▶ Problem requirements:
Rewrite the material with "clematis vine" replaced by "climbing plant" and nothing else changed. Leave the pictures out of your answer.

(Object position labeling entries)
* * *

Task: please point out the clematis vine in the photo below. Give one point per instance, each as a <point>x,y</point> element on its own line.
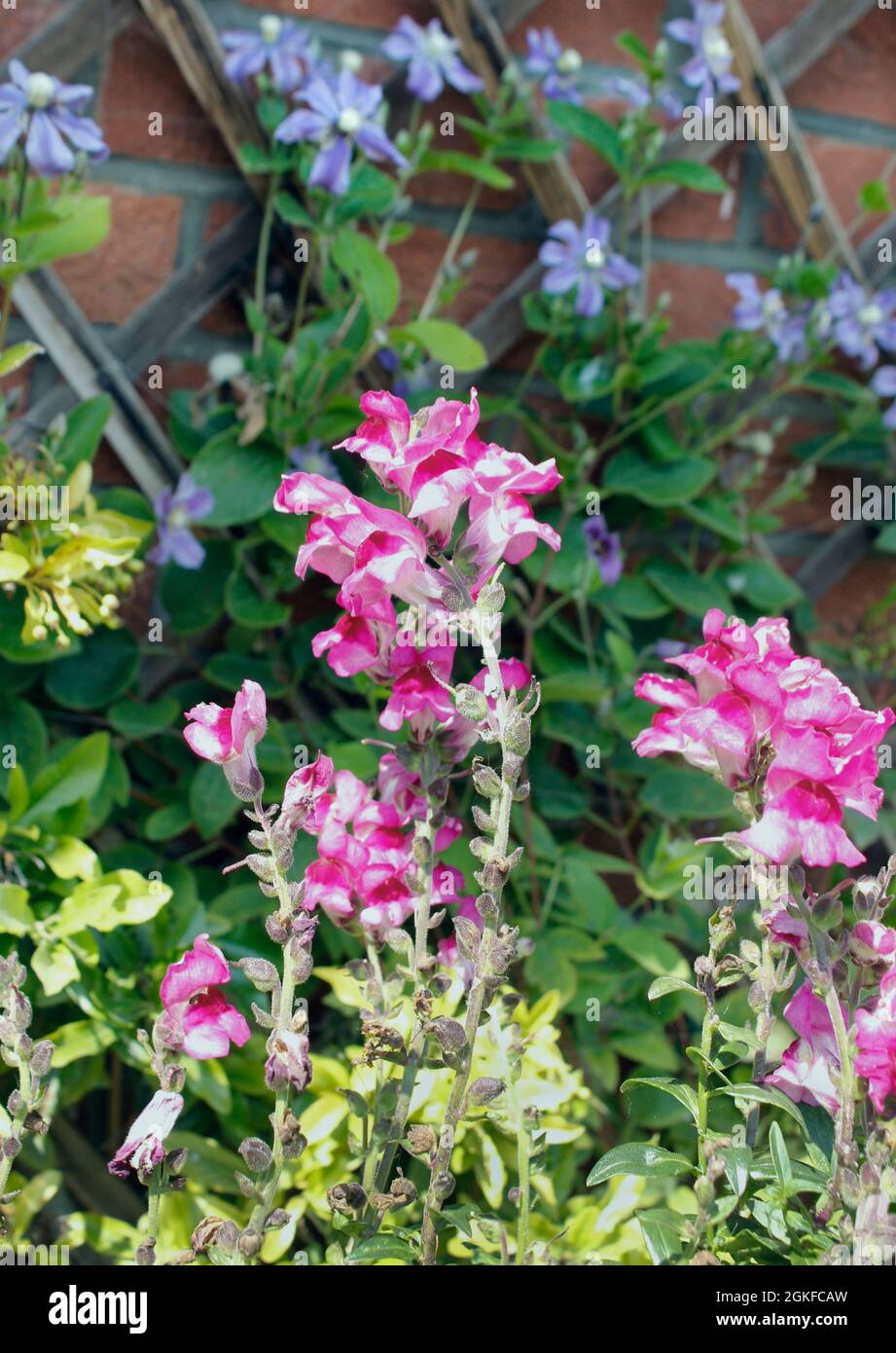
<point>579,260</point>
<point>340,114</point>
<point>431,57</point>
<point>49,115</point>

* * *

▶ Result of this exercise:
Task: please point out the climbing plant in the photo below. Give one point per instance, each as a <point>x,y</point> element on its own line.
<point>579,260</point>
<point>340,114</point>
<point>431,57</point>
<point>49,115</point>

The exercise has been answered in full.